- [STATED EXERCISE] Transcribe the entries below exactly; leave every image out.

- [DATA PROVIDED]
○ ○ ○ ○ ○
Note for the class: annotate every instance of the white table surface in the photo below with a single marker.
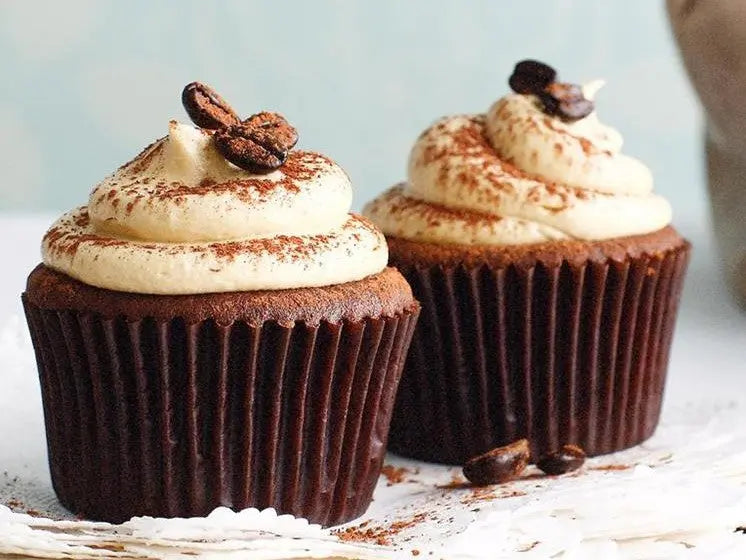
(707, 363)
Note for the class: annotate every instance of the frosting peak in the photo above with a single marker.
(181, 189)
(585, 153)
(180, 219)
(520, 174)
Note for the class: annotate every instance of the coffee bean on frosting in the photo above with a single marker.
(206, 108)
(259, 144)
(562, 100)
(531, 76)
(568, 101)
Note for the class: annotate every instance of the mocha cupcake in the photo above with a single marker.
(208, 334)
(548, 274)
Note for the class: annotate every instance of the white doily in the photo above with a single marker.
(682, 495)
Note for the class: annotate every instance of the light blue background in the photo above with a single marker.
(85, 84)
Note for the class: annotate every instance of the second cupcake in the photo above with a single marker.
(548, 274)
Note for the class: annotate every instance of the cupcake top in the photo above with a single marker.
(538, 166)
(227, 206)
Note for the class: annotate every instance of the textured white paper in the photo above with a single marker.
(680, 495)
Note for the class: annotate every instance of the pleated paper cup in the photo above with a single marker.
(558, 352)
(169, 418)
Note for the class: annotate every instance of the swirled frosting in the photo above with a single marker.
(516, 175)
(180, 219)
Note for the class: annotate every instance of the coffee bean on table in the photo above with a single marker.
(568, 458)
(206, 108)
(259, 144)
(498, 465)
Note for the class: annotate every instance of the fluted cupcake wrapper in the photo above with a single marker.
(556, 354)
(174, 419)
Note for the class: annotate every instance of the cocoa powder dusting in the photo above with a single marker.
(378, 534)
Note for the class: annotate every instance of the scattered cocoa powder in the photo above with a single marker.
(394, 475)
(378, 534)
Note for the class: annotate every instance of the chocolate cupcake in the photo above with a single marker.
(211, 333)
(548, 274)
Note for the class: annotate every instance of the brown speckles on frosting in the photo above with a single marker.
(515, 176)
(180, 219)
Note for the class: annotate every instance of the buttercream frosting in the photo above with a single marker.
(180, 219)
(517, 175)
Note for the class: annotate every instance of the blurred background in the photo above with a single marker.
(86, 84)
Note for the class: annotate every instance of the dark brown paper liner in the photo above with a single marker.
(174, 419)
(556, 354)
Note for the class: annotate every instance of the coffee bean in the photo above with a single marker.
(575, 110)
(566, 101)
(568, 458)
(259, 144)
(498, 465)
(206, 108)
(285, 135)
(531, 76)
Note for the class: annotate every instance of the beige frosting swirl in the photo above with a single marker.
(180, 219)
(517, 175)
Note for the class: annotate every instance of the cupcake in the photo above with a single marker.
○ ○ ○ ○ ○
- [ANSWER TO THIS PROBLEM]
Note for the class: annotate every instance of the white table surface in the photo below with a single marker.
(707, 363)
Note for the class: annotate every instance of the frosting peak in the photo above with a single marker.
(181, 189)
(585, 153)
(180, 219)
(520, 174)
Note for the class: annotate every instance of the coffee bean on frosting in the photo above with a single marker.
(206, 108)
(259, 144)
(562, 100)
(531, 76)
(568, 101)
Note for the class: annotate every instance of the mocha cupcake in the photo above with a single marker.
(208, 334)
(548, 274)
Note for the class: annotate every instance of the white doily in the photo above with a single marker.
(682, 495)
Note for the class: annotate every instance of the light blue background in the photo above with a single marker.
(85, 84)
Note for the class: annotate every instance of the second cupcake in the photo above with a single marker.
(548, 274)
Note for the class: annotate every instance of the cupcake top in the photo above with a single marker.
(538, 166)
(227, 206)
Note for the class: annotate every instance of the textured white paper in the photo above with a single marker.
(680, 495)
Note for the class: annotate every instance of the pleated paper cup in the photo above with a single marker.
(558, 352)
(169, 418)
Note for the class: annotate every instance of the swirled frosting in the photo above with a single marker.
(516, 175)
(180, 219)
Note for the class: annotate every instance of the coffee bean on table in the photo above with a single marker.
(568, 458)
(206, 108)
(259, 144)
(498, 465)
Note for the class: annotate every instance of the fluted cupcake wrapper in the photo above with a single marker.
(556, 354)
(174, 419)
Note for the class: annotate every instance of the cocoa powder dusting in the photo above with a single marker.
(378, 534)
Note for the class: annotate every instance of the scattered cocoa powder in the photo above with a single marker.
(394, 475)
(378, 534)
Note for the class: annotate every instance of the chocolate cupcake in the photo above with a single marker.
(211, 333)
(548, 274)
Note for the class: annotate every instance of the brown speckles on frosting in the photo above with a single marker.
(515, 176)
(180, 219)
Note for the class: annotate every instance of the buttercream frosting in the photo above with a single marker.
(180, 219)
(517, 175)
Note for the class: annotate every instance of the blurred background in the photo above with a single marker.
(86, 84)
Note for the class: annotate every instance of the dark brown paper liner in the photo above with a single marker.
(174, 419)
(556, 354)
Note for the class: annotate every instance of the coffee bean in the photo above with a single marker.
(575, 110)
(566, 101)
(568, 458)
(259, 144)
(498, 465)
(206, 108)
(285, 135)
(531, 76)
Note for the class: annotate every instance of the beige frosting swirl in the photo above with a single marker.
(180, 219)
(517, 175)
Note for the class: annotate every instance of the cupcake in the photo above with a single marker.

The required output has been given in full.